======== DOCUMENT PASSAGE
The coronavirus has plunged the global economy into a new phase of uncertainty. Governments and central banks are once again trying to shield companies and banks from collapse with massive bailouts. But there is danger in stimulating the economy on credit: It could spark a post-crisis crisis.
Von Martin Hesse und Michael Sauga  14.05.2020, 16.36 Uhr

Johannes Slawig hasn't had a lot of down time in the past few weeks. The head of the coronavirus task force in the German city of Wuppertal has had to procure protective equipment for the health department, hire doctors for the makeshift hospital in a local gymnasium and check the financing of the fire department's new test center.

Slawig hasn't even found the time to check out the webcams on the municipal zoo's website, which have been documenting the first steps of the newborn elephant, Kimana.

The broadcast has been a small consolation for the patrons of the temporarily shuttered zoo. But for Slawig, who normally works as Wuppertal's treasurer, it's just another source of stress when he looks at the numbers. The closure of the zoo alone had cost the city 600,000 euros ($651,000) in lost income by the end of April. This only added to lost tax revenues due to the largely shutdown economy (about 75 million euros), lost revenues from municipal theaters (around 2 million euros) and rising expenditures for the unemployed whose incomes have dipped below the threshold for qualifying for welfare (10 million euros).

According to Slawig's calculations, the city's debt will grow to 150 million euros due to the coronavirus. "I'm afraid the pandemic will eat up all the money we've managed to save in recent years," he says.

Prelude to a Massive Crash?
================
======== RECORDS PROVIDED
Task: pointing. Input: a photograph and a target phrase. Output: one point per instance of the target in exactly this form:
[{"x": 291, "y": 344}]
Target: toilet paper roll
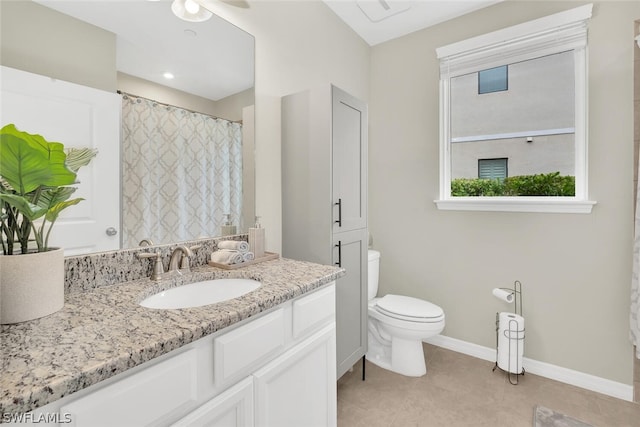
[
  {"x": 510, "y": 342},
  {"x": 503, "y": 294}
]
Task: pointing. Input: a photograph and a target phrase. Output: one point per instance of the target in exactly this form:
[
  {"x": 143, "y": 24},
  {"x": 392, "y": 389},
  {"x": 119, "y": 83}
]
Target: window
[
  {"x": 517, "y": 94},
  {"x": 492, "y": 168},
  {"x": 493, "y": 80}
]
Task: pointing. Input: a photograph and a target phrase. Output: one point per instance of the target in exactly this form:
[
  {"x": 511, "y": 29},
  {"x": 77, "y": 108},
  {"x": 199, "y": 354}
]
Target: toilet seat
[{"x": 409, "y": 309}]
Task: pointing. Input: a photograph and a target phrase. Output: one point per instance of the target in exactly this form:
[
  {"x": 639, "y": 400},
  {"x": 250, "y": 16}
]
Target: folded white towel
[
  {"x": 227, "y": 256},
  {"x": 235, "y": 245}
]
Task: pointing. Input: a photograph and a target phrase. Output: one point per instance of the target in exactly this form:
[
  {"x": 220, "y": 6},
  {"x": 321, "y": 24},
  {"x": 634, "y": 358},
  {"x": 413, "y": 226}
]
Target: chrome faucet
[
  {"x": 157, "y": 269},
  {"x": 180, "y": 255}
]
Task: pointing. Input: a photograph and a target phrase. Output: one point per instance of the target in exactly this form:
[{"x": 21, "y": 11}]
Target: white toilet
[{"x": 397, "y": 326}]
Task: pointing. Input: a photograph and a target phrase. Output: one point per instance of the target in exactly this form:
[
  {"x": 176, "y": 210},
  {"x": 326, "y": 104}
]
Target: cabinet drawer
[
  {"x": 151, "y": 394},
  {"x": 313, "y": 311},
  {"x": 239, "y": 350}
]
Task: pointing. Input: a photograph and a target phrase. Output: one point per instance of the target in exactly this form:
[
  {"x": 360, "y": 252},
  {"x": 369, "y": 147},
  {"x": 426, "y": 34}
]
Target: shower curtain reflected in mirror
[{"x": 181, "y": 172}]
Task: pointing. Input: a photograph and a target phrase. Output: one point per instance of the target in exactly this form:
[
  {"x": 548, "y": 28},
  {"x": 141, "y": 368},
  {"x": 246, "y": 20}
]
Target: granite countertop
[{"x": 103, "y": 332}]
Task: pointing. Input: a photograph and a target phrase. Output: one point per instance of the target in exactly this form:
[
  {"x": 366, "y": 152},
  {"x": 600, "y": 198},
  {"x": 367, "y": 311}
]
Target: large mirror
[{"x": 212, "y": 63}]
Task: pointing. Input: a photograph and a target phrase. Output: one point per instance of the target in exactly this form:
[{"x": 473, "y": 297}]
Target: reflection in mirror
[
  {"x": 181, "y": 172},
  {"x": 513, "y": 129},
  {"x": 213, "y": 67}
]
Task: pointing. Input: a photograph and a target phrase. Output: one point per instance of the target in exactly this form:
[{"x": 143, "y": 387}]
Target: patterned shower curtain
[{"x": 181, "y": 172}]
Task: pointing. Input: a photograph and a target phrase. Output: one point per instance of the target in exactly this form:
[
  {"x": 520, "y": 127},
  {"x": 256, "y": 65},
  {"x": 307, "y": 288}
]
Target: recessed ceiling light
[{"x": 190, "y": 10}]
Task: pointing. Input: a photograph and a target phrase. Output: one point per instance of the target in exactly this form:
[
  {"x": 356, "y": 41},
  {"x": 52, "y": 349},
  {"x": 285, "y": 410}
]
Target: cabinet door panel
[
  {"x": 299, "y": 387},
  {"x": 349, "y": 161},
  {"x": 233, "y": 408},
  {"x": 351, "y": 298},
  {"x": 156, "y": 393}
]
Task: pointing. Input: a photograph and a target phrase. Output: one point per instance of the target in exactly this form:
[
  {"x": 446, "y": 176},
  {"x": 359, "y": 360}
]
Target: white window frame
[{"x": 545, "y": 36}]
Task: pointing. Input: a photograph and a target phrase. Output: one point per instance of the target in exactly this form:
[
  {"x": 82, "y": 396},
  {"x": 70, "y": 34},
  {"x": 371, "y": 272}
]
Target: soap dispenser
[
  {"x": 228, "y": 229},
  {"x": 256, "y": 239}
]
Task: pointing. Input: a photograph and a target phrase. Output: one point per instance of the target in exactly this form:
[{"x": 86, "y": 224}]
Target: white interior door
[{"x": 77, "y": 116}]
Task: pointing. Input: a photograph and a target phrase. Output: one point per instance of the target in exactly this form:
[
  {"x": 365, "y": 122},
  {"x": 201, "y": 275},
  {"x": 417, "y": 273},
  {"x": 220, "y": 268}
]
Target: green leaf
[
  {"x": 78, "y": 157},
  {"x": 27, "y": 209},
  {"x": 28, "y": 161}
]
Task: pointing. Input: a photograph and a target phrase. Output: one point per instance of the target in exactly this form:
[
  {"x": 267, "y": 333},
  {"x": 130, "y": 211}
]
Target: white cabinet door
[
  {"x": 233, "y": 408},
  {"x": 350, "y": 252},
  {"x": 299, "y": 388},
  {"x": 77, "y": 116},
  {"x": 160, "y": 392}
]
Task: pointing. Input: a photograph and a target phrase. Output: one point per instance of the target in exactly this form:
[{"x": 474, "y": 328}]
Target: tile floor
[{"x": 460, "y": 391}]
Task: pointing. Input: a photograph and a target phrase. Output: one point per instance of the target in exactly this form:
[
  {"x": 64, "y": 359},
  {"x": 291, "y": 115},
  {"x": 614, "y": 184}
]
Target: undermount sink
[{"x": 201, "y": 293}]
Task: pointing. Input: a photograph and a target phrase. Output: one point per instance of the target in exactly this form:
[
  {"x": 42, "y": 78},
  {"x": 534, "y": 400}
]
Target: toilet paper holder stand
[{"x": 517, "y": 291}]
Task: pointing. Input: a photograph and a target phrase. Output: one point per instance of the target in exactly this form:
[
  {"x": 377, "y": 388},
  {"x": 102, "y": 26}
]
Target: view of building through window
[{"x": 521, "y": 115}]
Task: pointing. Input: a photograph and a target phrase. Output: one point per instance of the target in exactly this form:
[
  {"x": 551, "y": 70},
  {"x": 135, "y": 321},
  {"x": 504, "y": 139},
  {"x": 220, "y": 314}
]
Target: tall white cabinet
[{"x": 324, "y": 201}]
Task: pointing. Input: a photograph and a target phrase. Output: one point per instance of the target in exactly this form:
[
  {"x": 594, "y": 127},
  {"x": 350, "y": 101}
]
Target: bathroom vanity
[{"x": 265, "y": 358}]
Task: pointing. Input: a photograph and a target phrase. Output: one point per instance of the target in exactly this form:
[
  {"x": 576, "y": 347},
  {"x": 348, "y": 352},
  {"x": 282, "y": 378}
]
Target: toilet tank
[{"x": 373, "y": 273}]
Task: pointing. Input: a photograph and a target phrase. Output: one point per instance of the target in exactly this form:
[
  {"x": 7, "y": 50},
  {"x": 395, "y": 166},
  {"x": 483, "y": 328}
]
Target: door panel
[
  {"x": 349, "y": 161},
  {"x": 351, "y": 298},
  {"x": 77, "y": 116}
]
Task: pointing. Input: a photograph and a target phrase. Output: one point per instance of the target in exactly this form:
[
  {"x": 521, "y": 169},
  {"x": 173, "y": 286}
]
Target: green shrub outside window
[{"x": 551, "y": 184}]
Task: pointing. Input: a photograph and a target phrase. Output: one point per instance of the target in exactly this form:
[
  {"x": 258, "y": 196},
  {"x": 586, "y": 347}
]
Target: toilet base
[{"x": 405, "y": 357}]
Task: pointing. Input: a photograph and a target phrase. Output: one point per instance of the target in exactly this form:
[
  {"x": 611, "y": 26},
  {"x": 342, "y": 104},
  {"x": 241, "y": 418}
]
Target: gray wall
[{"x": 575, "y": 269}]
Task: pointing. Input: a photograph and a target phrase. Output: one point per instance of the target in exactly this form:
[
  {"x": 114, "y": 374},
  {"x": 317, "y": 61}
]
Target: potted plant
[{"x": 35, "y": 179}]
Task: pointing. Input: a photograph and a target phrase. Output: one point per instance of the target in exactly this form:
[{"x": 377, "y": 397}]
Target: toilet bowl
[{"x": 397, "y": 325}]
================
*TASKS TO CARRY OUT:*
- a) Write out the passage of the coronavirus article from "According to Slawig's" to "a Massive Crash?".
- b) According to the coronavirus article, how much income had Wuppertal lost from the closure of its zoo by the end of April?

*SOLUTIONS FOR EACH TASK:*
- a)
According to Slawig's calculations, the city's debt will grow to 150 million euros due to the coronavirus. "I'm afraid the pandemic will eat up all the money we've managed to save in recent years," he says.

Prelude to a Massive Crash?

- b) 600,000 euros ($651,000).